• Task details:
Please go through the records below and return every line holding the word "outline".

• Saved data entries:
=== Begin Enclosure ===
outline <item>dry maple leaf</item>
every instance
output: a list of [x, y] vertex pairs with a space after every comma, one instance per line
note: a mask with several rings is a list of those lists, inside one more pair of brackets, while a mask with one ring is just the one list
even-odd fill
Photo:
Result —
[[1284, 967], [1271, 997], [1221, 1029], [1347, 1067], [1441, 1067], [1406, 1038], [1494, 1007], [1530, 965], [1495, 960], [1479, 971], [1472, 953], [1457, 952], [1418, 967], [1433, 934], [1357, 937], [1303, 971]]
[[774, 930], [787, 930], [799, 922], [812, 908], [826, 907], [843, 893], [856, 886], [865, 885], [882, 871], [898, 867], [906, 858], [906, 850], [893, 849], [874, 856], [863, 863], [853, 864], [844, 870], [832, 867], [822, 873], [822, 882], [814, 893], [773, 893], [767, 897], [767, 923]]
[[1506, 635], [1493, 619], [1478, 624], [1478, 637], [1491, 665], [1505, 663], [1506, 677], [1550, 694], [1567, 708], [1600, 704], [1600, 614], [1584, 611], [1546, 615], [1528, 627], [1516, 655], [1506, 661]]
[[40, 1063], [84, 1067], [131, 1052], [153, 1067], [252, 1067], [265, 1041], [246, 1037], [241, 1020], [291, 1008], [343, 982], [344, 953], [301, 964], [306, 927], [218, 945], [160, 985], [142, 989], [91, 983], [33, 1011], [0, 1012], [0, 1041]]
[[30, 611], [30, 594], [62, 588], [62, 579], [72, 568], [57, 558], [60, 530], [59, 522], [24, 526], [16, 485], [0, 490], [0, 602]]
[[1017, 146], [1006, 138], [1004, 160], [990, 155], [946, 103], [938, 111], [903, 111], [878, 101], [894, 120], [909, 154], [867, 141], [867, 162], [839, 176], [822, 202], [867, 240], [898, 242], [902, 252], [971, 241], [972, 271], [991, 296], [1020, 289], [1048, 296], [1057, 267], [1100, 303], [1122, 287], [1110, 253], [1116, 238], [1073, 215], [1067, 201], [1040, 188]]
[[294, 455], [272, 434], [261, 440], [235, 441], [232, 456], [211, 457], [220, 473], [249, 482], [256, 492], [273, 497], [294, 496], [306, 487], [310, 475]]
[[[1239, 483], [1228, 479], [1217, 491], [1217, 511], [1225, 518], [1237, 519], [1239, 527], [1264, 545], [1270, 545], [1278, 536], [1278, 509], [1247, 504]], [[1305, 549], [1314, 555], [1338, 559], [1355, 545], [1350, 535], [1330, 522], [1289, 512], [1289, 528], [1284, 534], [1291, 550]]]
=== End Enclosure ===
=== Begin Enclosure ===
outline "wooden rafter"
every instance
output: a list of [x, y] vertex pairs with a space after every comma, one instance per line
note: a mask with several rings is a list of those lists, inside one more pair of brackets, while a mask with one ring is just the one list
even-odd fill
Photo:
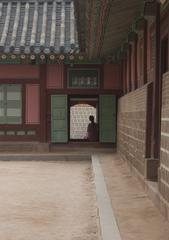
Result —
=== End Enclosure ===
• Your response:
outline <item>dry maple leaf</item>
outline "wooden rafter"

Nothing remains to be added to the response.